It's comprehensive look at sound box that changed everything

By Scott Hewitt, Columbian staff writer
Published: November 6, 2015, 6:02am
9 Photos
Nanny Summer Michaud-Skog checks out the guts of an acoustic guitar with her charge, 3-year-old Andrew, during a visit to &quot;Guitar: The Instrument that Rocked the World!&quot; at the Oregon Museum of Science and Industry.
Nanny Summer Michaud-Skog checks out the guts of an acoustic guitar with her charge, 3-year-old Andrew, during a visit to "Guitar: The Instrument that Rocked the World!" at the Oregon Museum of Science and Industry. (Photos by Natalie Behring/The Columbian) Photo Gallery

PORTLAND — Sound might matter, but everyone knows what’s really crucial about guitars: wicked-cool looks.

Consider the rounded elegance of classic hollow-body Gibsons, with their violinlike sound holes. Blues legend B.B. King likened his beloved Gibson six-string to a woman and even named it “Lucille.”

Even more classical looking is the world’s most celebrated electric bass, plucked off a shelf by left-handed young Paul McCartney, who said its roughly symmetrical violin shape made it look less “daft” pointing in the opposite direction from his bandmates’ guitars. (And because it was cheap.)

Exercises -
(1) In the guitar exhibit article, what name did B.B. King give his Gibson six-string?
(2) Using the guitar exhibit article, explain why the young Paul McCartney chose the violin-shaped bass.
(3) Resume the guitar exhibit article right after its final sentence and keep it going in the same style.
The listing after this point has nothing to do with the guitar exhibit article.

Stored rows -

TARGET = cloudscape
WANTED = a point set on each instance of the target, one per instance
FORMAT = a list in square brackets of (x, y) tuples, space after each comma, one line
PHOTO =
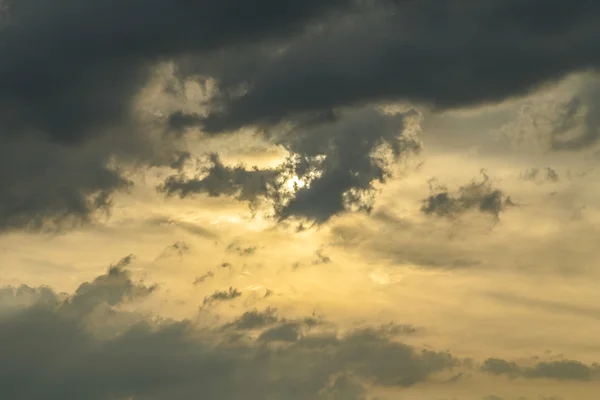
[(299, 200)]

--

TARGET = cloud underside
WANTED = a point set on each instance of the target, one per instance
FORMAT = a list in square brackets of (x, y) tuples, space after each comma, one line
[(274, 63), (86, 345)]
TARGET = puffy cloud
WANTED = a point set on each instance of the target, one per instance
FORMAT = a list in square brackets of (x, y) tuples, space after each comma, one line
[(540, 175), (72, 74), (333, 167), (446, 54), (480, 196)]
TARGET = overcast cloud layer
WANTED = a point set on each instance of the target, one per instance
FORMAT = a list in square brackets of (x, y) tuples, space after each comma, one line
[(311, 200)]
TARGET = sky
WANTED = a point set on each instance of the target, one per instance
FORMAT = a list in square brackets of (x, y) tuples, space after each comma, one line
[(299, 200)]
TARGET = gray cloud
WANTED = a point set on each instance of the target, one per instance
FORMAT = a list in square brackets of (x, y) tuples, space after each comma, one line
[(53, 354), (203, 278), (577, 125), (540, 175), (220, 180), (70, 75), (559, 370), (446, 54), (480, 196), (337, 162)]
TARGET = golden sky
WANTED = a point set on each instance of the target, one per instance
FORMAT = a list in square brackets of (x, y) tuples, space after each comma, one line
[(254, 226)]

Exercise answers -
(1) He named it "Lucille."

(2) As a left-handed player, he felt its roughly symmetrical violin shape made it look less "daft" when pointing the opposite way from his bandmates' guitars. It was also cheap.

(3)
Check out the aerodynamically abstract curves and angles of the Fender Stratocaster — perhaps the most popular rock guitar, and the favorite of everyone from Buddy Holly to Eric Clapton — which must have looked like space-aged technology when it launched in the 1950s.

If You Go

• What: “Guitar: The Instrument that Rocked the World” exhibit.

• When: through Jan. 10 (closed Mondays).

• Where: Oregon Museum of Science and Industry, 1945 S.E. Water Ave., Portland.

• Cost: $13.50; $9.75 for ages 3 to 13 and those 63 and older. $5 parking.

• Information:www.omsi.edu

“The design was so futuristic. It seems so old now, but it was super-modern then,” said Matt Miller, a science educator at the Oregon Museum of Science and Industry, which is hosting a traveling exhibit called “Guitar: The Instrument that Rocked the World.” Produced by the National Guitar Museum, the exhibit opened at OMSI in September and continues through Jan. 10. (The Guitar Museum has no permanent home yet but hopes to settle down someplace in years to come.)

The exhibit features more than 60 examples of the amazingly adaptable instrument down through history: precursor ouds and lutes from ancient Mesopotamia and Renaissance Europe, to great-grandfather American Martins of the 1800s, all the way down to today’s digital guitar synthesizers and multinecked monstrosities.

When Jimmy Page of Led Zeppelin achieved true guitar-god status in the 1970s, it wasn’t due just to his virtuosity; it was also thanks to his awesome-looking twin-neck (one six-string, one 12-string). After that, the race was on: In the 1980s, Rick Nielsen of Cheap Trick got tired of running through five different guitars during a showstopping solo and had a quintuple-neck instrument built (that’s 12-string and four different-sounding six-strings, including one with a “whammy bar” and one that’s fretless).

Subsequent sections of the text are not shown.